### Problem requirements
Copy out all of the data below word for word, omitting the pictures.

### Excerpted records
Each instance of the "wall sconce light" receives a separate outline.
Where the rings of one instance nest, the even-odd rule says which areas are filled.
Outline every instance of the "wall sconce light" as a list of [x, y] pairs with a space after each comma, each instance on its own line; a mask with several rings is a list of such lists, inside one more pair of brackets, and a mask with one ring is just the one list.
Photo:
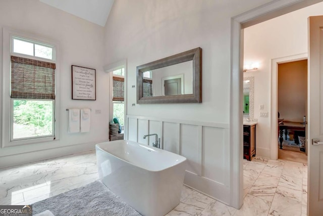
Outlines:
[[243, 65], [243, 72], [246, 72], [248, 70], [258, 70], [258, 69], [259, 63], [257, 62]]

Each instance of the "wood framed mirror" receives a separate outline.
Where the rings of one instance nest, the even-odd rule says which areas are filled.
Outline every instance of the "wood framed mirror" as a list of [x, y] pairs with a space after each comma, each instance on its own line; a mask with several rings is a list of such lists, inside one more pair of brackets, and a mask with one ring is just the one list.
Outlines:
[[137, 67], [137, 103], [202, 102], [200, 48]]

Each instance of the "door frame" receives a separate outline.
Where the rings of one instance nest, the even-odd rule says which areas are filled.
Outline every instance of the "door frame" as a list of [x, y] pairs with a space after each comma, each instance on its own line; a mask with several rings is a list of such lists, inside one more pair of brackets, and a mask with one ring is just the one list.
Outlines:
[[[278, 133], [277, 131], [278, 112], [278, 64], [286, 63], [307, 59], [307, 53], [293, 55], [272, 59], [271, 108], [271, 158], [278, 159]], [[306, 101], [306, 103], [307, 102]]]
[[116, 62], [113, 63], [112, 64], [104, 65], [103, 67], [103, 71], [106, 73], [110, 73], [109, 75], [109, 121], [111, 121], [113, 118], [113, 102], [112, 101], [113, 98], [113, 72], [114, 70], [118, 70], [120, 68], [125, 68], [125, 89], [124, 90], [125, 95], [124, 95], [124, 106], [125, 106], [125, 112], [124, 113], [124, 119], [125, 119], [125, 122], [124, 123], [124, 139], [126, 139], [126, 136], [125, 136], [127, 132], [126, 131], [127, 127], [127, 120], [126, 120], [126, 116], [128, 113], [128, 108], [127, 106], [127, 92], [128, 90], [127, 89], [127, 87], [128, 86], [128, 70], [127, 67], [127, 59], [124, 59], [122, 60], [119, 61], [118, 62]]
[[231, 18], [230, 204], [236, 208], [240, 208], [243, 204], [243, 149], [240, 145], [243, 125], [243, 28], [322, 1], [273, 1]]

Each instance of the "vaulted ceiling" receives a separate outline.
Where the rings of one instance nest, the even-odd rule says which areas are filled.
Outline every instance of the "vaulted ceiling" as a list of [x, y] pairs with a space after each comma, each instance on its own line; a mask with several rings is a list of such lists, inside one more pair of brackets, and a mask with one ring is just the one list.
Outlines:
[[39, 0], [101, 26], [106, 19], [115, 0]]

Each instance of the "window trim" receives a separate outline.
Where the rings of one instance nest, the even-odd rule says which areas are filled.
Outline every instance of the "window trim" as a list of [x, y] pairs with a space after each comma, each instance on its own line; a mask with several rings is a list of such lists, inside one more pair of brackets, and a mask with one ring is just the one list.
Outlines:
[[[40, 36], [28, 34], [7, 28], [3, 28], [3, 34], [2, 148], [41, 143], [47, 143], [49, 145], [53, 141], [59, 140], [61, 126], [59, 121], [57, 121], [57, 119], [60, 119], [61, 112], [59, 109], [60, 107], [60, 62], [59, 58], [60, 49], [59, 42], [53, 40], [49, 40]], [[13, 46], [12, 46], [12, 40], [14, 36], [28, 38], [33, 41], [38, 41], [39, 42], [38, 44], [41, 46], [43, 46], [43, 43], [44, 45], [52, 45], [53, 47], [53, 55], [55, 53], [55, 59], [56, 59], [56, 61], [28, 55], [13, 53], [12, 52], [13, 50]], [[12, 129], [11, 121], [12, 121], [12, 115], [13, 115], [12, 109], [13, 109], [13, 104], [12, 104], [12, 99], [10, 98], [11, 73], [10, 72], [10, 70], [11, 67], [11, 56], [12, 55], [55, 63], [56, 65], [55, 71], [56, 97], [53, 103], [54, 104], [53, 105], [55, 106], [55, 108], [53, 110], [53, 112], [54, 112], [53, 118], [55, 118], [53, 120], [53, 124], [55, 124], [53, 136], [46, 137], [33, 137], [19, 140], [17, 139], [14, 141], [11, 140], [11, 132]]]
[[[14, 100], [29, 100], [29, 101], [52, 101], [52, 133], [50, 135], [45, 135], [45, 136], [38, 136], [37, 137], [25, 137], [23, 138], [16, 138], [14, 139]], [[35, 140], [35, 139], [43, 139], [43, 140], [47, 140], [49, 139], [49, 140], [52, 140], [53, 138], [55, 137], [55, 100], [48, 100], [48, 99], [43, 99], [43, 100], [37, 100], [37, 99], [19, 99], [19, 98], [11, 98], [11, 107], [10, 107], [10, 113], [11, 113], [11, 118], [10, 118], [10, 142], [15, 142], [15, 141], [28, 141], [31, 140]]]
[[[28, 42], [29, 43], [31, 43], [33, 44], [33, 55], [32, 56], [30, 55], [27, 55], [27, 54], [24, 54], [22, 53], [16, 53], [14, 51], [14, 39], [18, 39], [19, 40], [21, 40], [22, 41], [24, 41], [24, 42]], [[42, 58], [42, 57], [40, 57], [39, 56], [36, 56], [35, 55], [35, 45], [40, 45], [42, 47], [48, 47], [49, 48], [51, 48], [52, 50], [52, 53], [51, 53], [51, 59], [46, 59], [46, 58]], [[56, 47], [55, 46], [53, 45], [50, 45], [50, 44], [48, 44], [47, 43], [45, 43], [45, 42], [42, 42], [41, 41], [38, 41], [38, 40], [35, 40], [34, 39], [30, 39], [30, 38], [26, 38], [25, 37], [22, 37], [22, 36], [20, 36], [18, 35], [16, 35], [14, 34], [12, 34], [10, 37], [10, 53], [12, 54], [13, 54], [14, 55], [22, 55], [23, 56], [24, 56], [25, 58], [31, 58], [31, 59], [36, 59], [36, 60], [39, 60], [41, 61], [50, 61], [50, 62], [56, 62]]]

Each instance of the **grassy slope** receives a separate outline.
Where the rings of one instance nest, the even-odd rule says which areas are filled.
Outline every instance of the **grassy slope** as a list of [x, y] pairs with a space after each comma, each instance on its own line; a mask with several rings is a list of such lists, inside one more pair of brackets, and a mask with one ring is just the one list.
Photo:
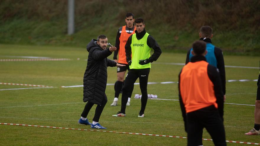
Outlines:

### Exercise solution
Each instance of the "wall sconce light" receives a separate outline.
Where the rings of one instance nest, the even-odd rule says which areas are filled.
Outline every instance of the "wall sconce light" as a list of [x, y] pairs with a space after each comma, each instance on its own line; a mask with several rings is a list of such lists, inside one more pair of brackets, and a mask with one ring is just the one list.
Photo:
Outlines:
[[243, 65], [243, 72], [246, 72], [248, 70], [258, 70], [258, 69], [259, 63], [257, 62]]

Each instance of the "wood framed mirror" receives a separate outline.
Where the rings of one instance nest, the even-odd rule says which areas are filled.
Outline every instance of the "wood framed mirror" as a list of [x, y] pairs with a space after each comma, each instance on its own line; a mask with several rings is a list of such lists, inside one more pair of brackets, and a mask with one ring is just the one list.
Outlines:
[[137, 67], [137, 103], [202, 102], [200, 48]]

Each instance of the "door frame" receives a separate outline.
Where the rings of one instance nest, the even-odd rule says which areas are filled.
Outline every instance of the "door frame" as a list of [x, y] pairs with a space after each comma, each instance on its own line; a mask with several rings is a list of such lists, inside one more pair of brackets, and a mask with one ring is just the one list.
Outlines:
[[[278, 133], [277, 131], [278, 112], [278, 64], [286, 63], [307, 59], [307, 53], [293, 55], [272, 59], [271, 108], [271, 158], [278, 159]], [[306, 101], [306, 103], [307, 102]]]
[[116, 62], [113, 63], [112, 64], [104, 65], [103, 67], [103, 71], [106, 73], [110, 73], [109, 75], [109, 121], [111, 121], [113, 118], [113, 102], [112, 101], [113, 98], [113, 72], [114, 70], [118, 70], [120, 68], [125, 68], [125, 89], [124, 90], [125, 95], [124, 95], [124, 106], [125, 106], [125, 112], [124, 113], [124, 119], [125, 119], [125, 122], [124, 123], [124, 139], [126, 139], [126, 136], [125, 136], [127, 132], [126, 131], [127, 127], [127, 120], [126, 120], [126, 116], [128, 113], [128, 108], [127, 106], [127, 92], [128, 90], [127, 89], [127, 87], [128, 86], [128, 70], [127, 67], [127, 59], [124, 59], [122, 60], [119, 61], [118, 62]]
[[231, 18], [230, 204], [236, 208], [240, 208], [243, 204], [243, 149], [240, 145], [243, 125], [243, 28], [322, 1], [273, 1]]

Each instance of the "vaulted ceiling" receives a separate outline.
Where the rings of one instance nest, the even-odd rule says which areas are filled.
Outline every instance of the "vaulted ceiling" as a list of [x, y] pairs with a space after each comma, each instance on its own line; a mask with several rings is a list of such lists, inside one more pair of brackets, and a mask with one ring is just the one list.
Outlines:
[[39, 0], [101, 26], [106, 19], [115, 0]]

Each instance of the "window trim" receives a separate outline.
Where the rings of one instance nest, the even-odd rule says which areas are filled.
Outline every instance of the "window trim" as a list of [x, y] pairs with a space after each comma, each instance on its own line; a mask with several rings is a list of such lists, inside one more pair of brackets, and a mask with one ring is just the one list.
Outlines:
[[[40, 36], [28, 34], [7, 28], [3, 28], [3, 34], [2, 148], [41, 143], [47, 143], [49, 145], [53, 141], [59, 140], [61, 126], [59, 121], [57, 121], [57, 119], [60, 119], [61, 112], [59, 109], [60, 107], [60, 62], [59, 58], [60, 49], [59, 42], [53, 40], [49, 40]], [[13, 46], [12, 46], [12, 40], [14, 36], [28, 38], [33, 41], [38, 41], [39, 42], [38, 44], [41, 46], [43, 46], [43, 43], [44, 45], [52, 45], [53, 47], [53, 55], [55, 53], [55, 59], [56, 59], [56, 61], [28, 55], [13, 53], [12, 52], [13, 50]], [[12, 129], [11, 121], [12, 121], [12, 115], [13, 115], [12, 109], [13, 109], [13, 104], [12, 104], [12, 99], [10, 98], [11, 73], [10, 72], [10, 70], [11, 67], [11, 56], [12, 55], [55, 63], [56, 65], [55, 71], [56, 97], [53, 103], [54, 104], [53, 105], [55, 106], [55, 108], [53, 110], [53, 112], [54, 112], [53, 118], [55, 118], [53, 120], [53, 124], [55, 124], [53, 136], [46, 137], [33, 137], [19, 140], [17, 139], [14, 141], [11, 140], [11, 132]]]
[[[14, 100], [29, 100], [29, 101], [52, 101], [52, 133], [50, 135], [45, 135], [45, 136], [38, 136], [37, 137], [25, 137], [23, 138], [16, 138], [14, 139]], [[35, 140], [35, 139], [43, 139], [43, 140], [47, 140], [49, 139], [49, 140], [52, 140], [53, 138], [55, 137], [55, 100], [48, 100], [48, 99], [43, 99], [43, 100], [37, 100], [37, 99], [19, 99], [19, 98], [11, 98], [11, 107], [10, 107], [10, 113], [11, 113], [11, 118], [10, 118], [10, 142], [15, 142], [15, 141], [28, 141], [31, 140]]]
[[[28, 42], [29, 43], [31, 43], [33, 44], [33, 55], [32, 56], [30, 55], [27, 55], [27, 54], [24, 54], [22, 53], [16, 53], [14, 51], [14, 39], [18, 39], [19, 40], [21, 40], [22, 41], [24, 41], [24, 42]], [[42, 58], [42, 57], [40, 57], [39, 56], [36, 56], [35, 55], [35, 45], [40, 45], [42, 47], [48, 47], [49, 48], [51, 48], [52, 50], [52, 53], [51, 53], [51, 59], [46, 59], [46, 58]], [[56, 47], [55, 46], [53, 45], [50, 45], [50, 44], [48, 44], [47, 43], [45, 43], [45, 42], [42, 42], [41, 41], [38, 41], [38, 40], [35, 40], [34, 39], [30, 39], [30, 38], [26, 38], [25, 37], [22, 37], [22, 36], [20, 36], [18, 35], [16, 35], [14, 34], [12, 34], [10, 37], [10, 53], [12, 54], [13, 54], [14, 55], [22, 55], [23, 56], [24, 56], [25, 58], [31, 58], [31, 59], [36, 59], [36, 60], [39, 60], [41, 61], [50, 61], [50, 62], [56, 62]]]

Each instance of the **grassy slope** receives a separate outline.
Where the rings of one instance nest, the even-odd rule says which areas are filled.
Outline every instance of the **grassy slope** as a list of [x, y] pairs with a space after each comma, each instance on its own line; a mask with several rings is a list of such lists, inside one more pair of brackets, and a mask with one ring is just the one list.
Photo:
Outlines:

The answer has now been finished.